■ DOCUMENT PASSAGE:
Originally this one started from an unfinished blog post.  It was a living dungeon written backwards, with the deepest room first, all in the voice of the eldritch horror that had been summoned to inhabit it.

But as I started filling it with ideas, I started hating it.  The cruel, naive voice of the eldritch horror became stale and inelegant.  So, a bunch of shit got thrown out, and a lot of stuff got revised.  The ancillary dungeon feature, a telescope that distilled exotic species of light from stars, became the main feature.  The eldritch horror has been reconcepted as a wizardly bid for immortality involving a series of interdimensional fleshtunnels of infinite length.

I like it better now.  Everything that goes into that folder now follows one of three themes, in decreasing order of priority.
  1. Alien light.  Light in general.  Sight.
  2. Failed immortality.  Monsters with different types of flawed immortality. 
  3. Non-Euclidean Shit.
I moved some stuff out of other folders and into the Telescope Dungeon because I felt it belonged there better.  I also don't want too many overlapping concepts in my different dungeons.

I'm also trying to stay away from body horror shit, because I always do body horror shit.  I'm failing utterly.

Tip #1: Don't Commit

Don't draw your map too soon.  This ties you down to a single idea and restricts you.

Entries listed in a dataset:
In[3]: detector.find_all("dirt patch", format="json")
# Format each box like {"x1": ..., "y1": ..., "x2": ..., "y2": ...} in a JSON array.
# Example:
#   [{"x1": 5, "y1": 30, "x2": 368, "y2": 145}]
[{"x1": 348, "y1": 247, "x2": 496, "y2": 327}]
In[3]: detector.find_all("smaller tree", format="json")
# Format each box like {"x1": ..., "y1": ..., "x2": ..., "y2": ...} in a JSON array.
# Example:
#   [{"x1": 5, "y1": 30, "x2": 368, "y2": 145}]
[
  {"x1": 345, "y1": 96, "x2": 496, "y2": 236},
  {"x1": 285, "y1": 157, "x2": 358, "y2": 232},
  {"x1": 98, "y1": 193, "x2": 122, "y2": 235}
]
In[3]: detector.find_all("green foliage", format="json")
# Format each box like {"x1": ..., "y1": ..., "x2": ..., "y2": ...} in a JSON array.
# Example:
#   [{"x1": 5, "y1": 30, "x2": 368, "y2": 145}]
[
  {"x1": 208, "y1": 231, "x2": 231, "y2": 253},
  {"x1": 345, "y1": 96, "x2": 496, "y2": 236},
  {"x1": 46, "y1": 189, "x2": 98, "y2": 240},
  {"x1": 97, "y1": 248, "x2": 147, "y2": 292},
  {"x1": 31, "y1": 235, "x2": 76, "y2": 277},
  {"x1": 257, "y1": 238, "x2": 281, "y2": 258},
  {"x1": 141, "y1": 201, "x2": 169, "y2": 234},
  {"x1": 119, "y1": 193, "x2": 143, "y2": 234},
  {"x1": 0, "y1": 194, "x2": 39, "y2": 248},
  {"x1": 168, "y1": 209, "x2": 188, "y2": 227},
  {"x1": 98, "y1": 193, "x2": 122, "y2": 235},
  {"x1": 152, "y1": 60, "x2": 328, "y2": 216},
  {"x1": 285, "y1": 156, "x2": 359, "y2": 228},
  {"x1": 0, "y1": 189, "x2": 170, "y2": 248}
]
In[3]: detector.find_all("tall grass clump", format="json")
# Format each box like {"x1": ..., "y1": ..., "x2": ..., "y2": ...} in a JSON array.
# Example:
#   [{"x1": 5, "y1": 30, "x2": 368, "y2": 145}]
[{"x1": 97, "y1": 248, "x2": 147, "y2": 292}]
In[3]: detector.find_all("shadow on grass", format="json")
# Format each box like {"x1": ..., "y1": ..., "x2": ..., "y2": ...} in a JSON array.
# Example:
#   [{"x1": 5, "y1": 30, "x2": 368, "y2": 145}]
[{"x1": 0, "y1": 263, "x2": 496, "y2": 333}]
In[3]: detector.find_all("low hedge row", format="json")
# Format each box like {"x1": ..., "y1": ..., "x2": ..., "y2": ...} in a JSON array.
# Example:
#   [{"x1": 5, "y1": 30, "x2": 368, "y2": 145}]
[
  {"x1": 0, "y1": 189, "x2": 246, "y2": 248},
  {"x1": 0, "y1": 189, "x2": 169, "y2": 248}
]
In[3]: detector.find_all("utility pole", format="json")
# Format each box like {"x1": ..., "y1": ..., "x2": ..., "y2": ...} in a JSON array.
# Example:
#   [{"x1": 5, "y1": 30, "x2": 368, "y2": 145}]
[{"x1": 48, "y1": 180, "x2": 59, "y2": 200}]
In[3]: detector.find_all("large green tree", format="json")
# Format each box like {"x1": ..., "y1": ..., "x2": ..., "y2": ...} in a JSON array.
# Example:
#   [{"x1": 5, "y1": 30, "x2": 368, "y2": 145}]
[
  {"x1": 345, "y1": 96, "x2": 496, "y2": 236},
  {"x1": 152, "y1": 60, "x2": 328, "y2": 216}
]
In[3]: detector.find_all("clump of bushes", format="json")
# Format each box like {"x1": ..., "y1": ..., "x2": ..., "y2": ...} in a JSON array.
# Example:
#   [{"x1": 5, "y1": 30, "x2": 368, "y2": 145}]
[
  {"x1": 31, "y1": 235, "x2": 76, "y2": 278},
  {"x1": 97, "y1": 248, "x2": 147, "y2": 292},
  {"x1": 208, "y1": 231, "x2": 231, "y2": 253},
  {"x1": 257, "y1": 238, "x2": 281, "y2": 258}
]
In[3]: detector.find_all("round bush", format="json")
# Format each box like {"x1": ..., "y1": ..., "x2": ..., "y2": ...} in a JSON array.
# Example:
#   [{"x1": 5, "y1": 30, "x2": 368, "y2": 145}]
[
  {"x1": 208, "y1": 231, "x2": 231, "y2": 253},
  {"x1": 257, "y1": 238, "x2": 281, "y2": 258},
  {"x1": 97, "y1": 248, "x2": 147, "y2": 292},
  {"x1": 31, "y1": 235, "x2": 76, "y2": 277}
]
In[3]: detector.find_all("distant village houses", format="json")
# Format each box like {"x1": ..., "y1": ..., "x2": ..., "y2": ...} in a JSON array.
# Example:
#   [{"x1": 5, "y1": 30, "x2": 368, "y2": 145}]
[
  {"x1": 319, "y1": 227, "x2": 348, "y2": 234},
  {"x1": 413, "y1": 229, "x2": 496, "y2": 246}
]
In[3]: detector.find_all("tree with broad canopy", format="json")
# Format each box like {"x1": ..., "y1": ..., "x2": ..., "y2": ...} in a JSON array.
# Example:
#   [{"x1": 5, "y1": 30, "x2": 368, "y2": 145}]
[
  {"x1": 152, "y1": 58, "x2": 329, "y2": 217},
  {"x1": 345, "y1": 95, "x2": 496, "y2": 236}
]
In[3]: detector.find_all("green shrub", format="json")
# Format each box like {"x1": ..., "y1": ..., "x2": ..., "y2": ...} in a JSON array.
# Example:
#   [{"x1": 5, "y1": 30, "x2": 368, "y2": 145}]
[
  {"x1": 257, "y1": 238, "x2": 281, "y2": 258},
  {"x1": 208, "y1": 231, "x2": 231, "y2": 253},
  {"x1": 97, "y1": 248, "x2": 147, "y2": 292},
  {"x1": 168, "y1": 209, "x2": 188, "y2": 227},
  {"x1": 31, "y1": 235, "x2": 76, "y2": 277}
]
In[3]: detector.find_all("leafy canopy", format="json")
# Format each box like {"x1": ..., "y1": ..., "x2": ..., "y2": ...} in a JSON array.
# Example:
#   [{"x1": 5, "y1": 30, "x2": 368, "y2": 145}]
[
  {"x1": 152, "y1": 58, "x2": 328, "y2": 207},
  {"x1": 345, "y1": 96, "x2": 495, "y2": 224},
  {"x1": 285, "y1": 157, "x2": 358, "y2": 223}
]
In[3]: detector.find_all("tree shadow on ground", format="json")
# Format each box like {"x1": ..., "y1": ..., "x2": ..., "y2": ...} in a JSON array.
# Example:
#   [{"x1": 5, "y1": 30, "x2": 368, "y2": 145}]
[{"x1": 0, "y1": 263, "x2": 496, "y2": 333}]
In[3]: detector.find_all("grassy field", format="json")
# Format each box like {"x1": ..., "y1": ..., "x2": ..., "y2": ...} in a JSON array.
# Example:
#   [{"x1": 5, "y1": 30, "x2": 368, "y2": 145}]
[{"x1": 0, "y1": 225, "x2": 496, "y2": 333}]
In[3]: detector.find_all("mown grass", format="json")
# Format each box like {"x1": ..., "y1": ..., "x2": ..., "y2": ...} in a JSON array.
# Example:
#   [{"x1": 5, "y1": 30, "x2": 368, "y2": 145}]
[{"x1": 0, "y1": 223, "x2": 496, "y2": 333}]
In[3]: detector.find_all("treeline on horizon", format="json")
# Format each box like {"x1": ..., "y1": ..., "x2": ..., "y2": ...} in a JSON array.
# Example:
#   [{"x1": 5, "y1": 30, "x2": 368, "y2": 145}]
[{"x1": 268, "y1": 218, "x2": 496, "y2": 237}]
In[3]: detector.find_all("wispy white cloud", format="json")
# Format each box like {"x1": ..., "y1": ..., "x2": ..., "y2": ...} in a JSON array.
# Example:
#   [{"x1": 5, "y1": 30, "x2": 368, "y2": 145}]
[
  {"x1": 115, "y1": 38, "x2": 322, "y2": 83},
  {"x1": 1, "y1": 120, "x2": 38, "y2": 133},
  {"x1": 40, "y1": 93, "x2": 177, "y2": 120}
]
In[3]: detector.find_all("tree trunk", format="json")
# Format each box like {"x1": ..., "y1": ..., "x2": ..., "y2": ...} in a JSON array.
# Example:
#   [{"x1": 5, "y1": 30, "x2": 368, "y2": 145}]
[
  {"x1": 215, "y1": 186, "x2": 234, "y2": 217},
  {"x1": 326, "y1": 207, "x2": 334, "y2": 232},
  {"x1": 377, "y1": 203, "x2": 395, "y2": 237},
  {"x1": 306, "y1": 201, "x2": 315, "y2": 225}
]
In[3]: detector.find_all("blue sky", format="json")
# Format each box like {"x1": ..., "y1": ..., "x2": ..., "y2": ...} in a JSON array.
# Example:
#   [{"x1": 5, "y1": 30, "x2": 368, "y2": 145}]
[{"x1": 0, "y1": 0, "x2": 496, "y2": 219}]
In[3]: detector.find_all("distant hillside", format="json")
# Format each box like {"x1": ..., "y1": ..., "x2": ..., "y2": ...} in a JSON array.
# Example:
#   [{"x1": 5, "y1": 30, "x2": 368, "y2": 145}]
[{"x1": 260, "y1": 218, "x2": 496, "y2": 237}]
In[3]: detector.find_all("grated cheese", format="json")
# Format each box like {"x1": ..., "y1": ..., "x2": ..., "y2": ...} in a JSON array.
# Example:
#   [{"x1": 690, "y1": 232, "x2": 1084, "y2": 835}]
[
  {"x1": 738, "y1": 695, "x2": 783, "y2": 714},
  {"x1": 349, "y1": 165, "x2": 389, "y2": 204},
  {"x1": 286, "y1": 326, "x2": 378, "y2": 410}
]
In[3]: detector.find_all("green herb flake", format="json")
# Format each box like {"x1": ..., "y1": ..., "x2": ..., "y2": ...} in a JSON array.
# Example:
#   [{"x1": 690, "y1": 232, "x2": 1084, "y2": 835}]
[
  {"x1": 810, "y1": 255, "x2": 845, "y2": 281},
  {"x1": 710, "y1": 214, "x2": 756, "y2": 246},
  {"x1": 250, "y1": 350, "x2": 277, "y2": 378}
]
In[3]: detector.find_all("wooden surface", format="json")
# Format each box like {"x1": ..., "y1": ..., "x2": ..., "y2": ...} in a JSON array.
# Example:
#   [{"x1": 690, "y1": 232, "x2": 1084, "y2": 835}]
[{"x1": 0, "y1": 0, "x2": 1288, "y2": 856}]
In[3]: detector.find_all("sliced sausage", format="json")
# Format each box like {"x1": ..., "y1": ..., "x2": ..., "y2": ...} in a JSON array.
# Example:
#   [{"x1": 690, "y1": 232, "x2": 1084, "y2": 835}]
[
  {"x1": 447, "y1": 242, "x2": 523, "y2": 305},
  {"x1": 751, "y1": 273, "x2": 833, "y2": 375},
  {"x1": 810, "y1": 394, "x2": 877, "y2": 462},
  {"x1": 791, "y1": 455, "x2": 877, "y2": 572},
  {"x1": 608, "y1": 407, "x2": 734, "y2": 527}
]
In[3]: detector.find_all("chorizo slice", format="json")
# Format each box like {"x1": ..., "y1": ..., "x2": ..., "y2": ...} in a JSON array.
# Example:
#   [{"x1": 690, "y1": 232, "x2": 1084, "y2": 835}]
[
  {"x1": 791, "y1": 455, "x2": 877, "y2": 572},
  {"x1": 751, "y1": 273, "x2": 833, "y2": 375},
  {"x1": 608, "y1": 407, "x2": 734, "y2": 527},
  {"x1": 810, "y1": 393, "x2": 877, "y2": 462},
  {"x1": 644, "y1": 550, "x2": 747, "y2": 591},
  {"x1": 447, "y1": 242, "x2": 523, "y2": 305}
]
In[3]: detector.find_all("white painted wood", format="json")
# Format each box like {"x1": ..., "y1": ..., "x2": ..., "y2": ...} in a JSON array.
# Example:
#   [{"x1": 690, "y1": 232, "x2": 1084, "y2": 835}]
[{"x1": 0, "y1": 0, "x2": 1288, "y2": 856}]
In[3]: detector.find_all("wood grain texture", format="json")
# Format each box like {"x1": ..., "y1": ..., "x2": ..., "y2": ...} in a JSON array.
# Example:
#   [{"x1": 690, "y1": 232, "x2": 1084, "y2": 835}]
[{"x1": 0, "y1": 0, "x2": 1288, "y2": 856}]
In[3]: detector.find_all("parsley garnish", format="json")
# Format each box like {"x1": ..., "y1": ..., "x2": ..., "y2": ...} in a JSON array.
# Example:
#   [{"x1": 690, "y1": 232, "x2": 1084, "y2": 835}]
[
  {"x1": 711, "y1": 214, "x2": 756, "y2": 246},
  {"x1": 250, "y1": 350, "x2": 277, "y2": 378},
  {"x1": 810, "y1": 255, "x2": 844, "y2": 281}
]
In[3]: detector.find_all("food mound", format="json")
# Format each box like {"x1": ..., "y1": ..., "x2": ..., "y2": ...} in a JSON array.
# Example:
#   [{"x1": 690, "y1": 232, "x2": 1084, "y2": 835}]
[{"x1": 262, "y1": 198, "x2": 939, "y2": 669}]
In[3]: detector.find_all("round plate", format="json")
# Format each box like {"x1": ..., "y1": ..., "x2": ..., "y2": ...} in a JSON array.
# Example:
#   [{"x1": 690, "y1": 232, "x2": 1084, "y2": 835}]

■ JOB 1: Starting with "Originally this one" and going on through "in general.  Sight.", write out the dungeon-design post again, swapping "eldritch horror" for "ancient abomination".
■ JOB 2: In the dungeon-design post, what ancillary feature became the dungeon's main feature?

■ WRITTEN REPLY 1:
Originally this one started from an unfinished blog post.  It was a living dungeon written backwards, with the deepest room first, all in the voice of the ancient abomination that had been summoned to inhabit it.

But as I started filling it with ideas, I started hating it.  The cruel, naive voice of the ancient abomination became stale and inelegant.  So, a bunch of shit got thrown out, and a lot of stuff got revised.  The ancillary dungeon feature, a telescope that distilled exotic species of light from stars, became the main feature.  The ancient abomination has been reconcepted as a wizardly bid for immortality involving a series of interdimensional fleshtunnels of infinite length.

I like it better now.  Everything that goes into that folder now follows one of three themes, in decreasing order of priority.
  1. Alien light.  Light in general.  Sight.

■ WRITTEN REPLY 2: A telescope that distilled exotic species of light from stars.